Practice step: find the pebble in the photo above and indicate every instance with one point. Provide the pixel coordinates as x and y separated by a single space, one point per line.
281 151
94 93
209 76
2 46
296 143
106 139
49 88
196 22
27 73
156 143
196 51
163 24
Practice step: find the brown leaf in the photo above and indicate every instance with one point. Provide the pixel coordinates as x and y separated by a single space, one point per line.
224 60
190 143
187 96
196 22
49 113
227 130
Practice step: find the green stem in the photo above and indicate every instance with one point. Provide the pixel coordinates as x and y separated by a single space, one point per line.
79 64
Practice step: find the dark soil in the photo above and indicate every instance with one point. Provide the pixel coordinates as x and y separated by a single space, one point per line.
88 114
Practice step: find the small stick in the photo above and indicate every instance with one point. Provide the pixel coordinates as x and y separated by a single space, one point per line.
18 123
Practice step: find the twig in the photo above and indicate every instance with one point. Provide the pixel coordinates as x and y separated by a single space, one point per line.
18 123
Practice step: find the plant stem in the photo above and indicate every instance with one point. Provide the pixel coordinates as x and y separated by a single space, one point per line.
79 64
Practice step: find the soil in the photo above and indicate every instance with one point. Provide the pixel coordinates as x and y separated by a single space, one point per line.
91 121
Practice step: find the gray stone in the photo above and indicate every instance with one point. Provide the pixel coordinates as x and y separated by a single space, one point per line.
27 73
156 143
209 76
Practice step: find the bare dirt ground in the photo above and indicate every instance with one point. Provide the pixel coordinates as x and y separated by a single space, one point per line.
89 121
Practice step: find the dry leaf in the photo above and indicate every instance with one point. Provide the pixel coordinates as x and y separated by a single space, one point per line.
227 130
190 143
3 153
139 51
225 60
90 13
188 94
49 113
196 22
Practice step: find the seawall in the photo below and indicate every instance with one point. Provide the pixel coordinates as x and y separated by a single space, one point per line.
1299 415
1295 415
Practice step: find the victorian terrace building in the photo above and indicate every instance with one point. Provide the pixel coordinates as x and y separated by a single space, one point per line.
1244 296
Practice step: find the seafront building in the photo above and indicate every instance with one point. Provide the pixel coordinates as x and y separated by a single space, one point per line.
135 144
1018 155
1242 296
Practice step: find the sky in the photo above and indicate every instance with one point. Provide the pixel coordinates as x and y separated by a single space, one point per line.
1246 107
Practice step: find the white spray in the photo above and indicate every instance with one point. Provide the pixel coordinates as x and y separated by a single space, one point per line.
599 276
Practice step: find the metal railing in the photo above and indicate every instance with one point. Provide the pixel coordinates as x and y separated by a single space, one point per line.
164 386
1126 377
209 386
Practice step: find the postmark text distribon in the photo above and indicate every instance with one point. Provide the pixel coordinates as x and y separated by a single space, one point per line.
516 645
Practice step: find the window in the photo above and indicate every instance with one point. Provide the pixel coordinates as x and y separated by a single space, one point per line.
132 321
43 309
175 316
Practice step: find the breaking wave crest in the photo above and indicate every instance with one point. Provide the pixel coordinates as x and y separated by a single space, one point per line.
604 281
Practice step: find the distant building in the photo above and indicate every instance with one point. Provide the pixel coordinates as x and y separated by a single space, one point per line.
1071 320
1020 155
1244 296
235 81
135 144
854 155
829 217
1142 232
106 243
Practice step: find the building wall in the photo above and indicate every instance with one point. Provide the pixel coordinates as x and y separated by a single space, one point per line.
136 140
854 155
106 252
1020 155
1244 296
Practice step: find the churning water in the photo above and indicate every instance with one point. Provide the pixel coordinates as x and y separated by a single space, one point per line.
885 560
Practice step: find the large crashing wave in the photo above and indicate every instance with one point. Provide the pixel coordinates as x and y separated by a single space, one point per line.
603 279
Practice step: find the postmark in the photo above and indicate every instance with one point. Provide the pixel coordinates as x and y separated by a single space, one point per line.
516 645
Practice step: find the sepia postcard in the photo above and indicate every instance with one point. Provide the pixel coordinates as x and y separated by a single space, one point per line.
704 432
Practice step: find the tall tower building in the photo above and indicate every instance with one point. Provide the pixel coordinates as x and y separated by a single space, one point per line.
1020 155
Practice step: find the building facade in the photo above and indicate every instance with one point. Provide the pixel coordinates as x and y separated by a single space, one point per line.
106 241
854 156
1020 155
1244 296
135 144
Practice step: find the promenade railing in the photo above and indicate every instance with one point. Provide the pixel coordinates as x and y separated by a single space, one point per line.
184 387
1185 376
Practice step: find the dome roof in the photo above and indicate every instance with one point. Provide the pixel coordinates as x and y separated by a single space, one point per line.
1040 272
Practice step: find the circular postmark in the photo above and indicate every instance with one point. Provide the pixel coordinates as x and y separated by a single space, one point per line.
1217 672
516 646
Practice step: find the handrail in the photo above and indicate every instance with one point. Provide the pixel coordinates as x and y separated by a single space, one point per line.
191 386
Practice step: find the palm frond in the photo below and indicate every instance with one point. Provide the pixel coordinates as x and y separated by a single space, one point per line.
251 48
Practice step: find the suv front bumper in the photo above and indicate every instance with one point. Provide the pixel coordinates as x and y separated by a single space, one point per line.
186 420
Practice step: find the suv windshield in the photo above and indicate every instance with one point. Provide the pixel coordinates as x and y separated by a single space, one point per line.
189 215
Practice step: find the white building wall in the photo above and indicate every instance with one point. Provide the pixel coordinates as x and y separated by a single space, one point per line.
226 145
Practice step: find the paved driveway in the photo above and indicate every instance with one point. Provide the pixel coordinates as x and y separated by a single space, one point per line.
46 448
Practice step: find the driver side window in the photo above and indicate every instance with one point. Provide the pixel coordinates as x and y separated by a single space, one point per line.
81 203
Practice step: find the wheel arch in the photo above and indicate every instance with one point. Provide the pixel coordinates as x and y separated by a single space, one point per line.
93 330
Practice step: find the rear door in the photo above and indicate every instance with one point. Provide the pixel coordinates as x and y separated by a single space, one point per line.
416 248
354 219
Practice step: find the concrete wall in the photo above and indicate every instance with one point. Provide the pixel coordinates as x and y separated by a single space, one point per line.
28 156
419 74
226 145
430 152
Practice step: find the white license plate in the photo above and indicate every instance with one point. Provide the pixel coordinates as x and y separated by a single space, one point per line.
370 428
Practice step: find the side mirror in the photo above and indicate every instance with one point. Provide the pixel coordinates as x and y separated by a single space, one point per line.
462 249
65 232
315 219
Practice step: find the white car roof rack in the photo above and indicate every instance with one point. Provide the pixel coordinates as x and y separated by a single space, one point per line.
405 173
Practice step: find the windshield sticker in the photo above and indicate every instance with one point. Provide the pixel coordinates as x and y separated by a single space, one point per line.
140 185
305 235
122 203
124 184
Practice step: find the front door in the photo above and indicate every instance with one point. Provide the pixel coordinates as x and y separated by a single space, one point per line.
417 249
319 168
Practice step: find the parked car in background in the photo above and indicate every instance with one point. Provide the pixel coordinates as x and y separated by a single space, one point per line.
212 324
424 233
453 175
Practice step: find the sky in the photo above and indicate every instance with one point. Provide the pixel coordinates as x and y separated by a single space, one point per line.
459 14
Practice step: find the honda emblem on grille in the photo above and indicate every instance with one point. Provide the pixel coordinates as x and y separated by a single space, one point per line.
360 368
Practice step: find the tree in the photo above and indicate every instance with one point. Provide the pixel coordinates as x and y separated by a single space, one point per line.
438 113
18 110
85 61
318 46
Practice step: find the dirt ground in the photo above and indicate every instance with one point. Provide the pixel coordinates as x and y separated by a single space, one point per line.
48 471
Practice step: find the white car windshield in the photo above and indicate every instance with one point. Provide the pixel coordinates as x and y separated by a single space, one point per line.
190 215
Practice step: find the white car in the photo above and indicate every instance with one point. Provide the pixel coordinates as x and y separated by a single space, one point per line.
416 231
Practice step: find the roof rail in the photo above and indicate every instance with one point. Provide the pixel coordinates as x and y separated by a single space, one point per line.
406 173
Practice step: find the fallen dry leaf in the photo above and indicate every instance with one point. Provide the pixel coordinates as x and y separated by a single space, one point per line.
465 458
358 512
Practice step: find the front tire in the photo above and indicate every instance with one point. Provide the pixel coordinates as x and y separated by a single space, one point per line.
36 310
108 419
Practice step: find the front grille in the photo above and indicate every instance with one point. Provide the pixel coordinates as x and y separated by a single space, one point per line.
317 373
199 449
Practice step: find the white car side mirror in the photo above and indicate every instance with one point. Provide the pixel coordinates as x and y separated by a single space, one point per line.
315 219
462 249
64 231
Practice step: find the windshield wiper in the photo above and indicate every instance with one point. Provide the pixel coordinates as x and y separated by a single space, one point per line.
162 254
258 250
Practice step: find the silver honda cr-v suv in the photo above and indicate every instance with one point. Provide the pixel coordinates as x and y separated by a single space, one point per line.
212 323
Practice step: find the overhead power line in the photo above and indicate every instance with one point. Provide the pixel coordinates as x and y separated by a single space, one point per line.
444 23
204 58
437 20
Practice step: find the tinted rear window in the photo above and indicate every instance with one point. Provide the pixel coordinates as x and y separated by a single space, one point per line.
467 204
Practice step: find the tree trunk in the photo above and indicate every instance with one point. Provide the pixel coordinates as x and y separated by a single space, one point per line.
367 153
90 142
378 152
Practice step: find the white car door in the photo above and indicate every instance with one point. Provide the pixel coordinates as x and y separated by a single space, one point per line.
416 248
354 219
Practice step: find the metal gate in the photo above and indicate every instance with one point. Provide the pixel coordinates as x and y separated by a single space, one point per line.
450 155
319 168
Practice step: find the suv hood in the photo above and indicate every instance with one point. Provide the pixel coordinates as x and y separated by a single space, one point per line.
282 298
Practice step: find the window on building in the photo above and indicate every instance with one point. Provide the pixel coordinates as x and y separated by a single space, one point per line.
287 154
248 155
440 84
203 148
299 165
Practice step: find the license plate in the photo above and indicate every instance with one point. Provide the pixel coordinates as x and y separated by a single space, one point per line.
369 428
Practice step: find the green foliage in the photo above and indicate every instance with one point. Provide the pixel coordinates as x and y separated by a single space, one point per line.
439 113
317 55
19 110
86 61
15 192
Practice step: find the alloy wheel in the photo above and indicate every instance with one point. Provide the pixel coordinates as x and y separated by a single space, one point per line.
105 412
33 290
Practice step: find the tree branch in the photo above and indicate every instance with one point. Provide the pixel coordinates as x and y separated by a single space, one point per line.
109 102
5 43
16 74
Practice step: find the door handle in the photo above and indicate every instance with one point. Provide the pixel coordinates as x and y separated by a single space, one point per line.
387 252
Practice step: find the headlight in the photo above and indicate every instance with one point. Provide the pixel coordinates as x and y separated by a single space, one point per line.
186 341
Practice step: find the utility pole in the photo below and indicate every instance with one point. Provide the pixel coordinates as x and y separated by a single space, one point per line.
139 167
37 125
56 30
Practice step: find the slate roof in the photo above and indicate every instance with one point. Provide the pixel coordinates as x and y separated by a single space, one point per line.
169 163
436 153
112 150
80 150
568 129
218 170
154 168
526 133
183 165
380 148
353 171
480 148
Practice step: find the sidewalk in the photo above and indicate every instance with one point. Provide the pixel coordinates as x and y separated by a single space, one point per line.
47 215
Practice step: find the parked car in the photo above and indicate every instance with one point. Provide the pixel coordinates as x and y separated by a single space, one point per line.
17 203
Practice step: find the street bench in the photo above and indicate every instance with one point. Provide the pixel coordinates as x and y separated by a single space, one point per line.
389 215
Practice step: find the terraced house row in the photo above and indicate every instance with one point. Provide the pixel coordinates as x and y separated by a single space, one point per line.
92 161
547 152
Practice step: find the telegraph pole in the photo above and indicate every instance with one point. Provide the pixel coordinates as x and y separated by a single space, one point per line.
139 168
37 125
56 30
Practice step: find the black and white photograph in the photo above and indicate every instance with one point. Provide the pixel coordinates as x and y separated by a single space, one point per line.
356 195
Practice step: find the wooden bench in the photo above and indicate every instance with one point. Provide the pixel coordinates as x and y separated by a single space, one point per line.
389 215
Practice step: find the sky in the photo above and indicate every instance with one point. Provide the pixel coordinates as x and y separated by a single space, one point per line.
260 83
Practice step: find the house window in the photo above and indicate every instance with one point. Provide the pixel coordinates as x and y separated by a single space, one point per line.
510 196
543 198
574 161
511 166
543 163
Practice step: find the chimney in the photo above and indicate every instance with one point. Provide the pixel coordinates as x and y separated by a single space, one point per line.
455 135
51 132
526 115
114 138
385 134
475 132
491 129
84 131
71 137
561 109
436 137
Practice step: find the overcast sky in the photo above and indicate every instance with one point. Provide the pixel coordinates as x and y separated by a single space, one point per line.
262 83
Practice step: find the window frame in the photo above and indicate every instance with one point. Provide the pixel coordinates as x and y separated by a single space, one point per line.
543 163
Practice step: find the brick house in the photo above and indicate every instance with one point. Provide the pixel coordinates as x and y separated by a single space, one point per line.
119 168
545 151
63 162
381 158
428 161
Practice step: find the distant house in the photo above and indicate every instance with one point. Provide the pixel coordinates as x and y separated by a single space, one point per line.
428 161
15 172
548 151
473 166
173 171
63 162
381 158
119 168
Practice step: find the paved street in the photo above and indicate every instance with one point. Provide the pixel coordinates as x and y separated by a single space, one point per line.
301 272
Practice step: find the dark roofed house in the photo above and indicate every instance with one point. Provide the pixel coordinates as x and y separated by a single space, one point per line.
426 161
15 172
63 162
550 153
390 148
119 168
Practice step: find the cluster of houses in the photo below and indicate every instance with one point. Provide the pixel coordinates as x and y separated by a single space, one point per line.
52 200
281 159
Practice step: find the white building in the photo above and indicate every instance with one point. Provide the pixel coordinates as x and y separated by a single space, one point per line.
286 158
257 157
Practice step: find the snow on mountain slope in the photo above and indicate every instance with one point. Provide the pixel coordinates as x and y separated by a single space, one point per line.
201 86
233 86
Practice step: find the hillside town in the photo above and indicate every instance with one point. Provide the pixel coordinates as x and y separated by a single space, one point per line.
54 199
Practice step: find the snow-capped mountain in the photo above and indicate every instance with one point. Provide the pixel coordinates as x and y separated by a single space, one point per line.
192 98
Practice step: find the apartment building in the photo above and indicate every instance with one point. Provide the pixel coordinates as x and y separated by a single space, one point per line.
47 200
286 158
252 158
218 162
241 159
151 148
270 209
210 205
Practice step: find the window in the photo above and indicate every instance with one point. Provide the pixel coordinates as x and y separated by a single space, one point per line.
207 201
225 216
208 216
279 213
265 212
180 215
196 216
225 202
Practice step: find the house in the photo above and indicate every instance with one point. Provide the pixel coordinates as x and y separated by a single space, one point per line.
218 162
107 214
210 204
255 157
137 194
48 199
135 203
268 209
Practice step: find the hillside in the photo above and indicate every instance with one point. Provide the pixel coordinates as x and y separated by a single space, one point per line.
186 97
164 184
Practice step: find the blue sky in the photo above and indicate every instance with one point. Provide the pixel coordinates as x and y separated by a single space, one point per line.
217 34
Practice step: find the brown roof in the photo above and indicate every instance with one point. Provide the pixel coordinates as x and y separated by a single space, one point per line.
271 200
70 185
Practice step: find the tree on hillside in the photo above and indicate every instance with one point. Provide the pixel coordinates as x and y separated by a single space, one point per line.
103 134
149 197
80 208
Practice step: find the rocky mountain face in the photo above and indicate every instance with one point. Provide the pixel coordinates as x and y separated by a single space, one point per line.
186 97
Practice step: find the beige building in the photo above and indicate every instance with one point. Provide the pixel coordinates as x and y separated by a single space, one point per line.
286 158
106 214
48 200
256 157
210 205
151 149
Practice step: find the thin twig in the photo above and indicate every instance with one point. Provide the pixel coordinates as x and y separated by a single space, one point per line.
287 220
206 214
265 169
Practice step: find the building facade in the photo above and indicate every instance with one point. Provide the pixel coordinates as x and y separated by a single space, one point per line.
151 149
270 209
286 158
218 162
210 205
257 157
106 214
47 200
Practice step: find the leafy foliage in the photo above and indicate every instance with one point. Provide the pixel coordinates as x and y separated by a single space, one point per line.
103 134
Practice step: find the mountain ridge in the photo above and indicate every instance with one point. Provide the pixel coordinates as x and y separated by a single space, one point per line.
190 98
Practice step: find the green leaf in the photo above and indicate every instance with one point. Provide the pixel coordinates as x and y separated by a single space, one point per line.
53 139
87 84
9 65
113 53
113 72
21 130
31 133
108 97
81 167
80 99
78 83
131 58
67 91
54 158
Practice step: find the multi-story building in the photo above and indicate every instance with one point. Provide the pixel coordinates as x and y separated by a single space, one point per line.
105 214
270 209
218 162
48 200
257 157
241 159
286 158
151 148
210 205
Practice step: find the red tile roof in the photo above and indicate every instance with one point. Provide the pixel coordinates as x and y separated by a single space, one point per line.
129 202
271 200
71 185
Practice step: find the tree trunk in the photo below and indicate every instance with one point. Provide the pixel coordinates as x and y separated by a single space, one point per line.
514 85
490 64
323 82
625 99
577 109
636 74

☆ ☆ ☆ ☆ ☆ ☆ ☆

# EXERCISE GOAL
Repeat, word for word, every line from the line that contains "Practice step: find the multi-story" to the end of the entries; include both of those lines and no others.

# WRITTEN REPLY
Practice step: find the multi-story building in the photo above and indicate every instance with one point. Provide the pixel coordinates as x and y separated by a single space, one point per line.
105 214
270 209
218 162
48 200
257 157
241 159
286 158
151 148
210 205
Practice step: find the red tile roof in the photo above and indicate every instance with one point. Provide the pixel coordinates as x and y separated by a single space, one point per line.
129 202
271 200
71 185
Practice step: find the tree trunk in the photo below and indicate every instance with one point. Provide the pixel coordinates as x and y separated by a single space, one point per line.
514 85
490 64
323 82
625 99
577 109
636 74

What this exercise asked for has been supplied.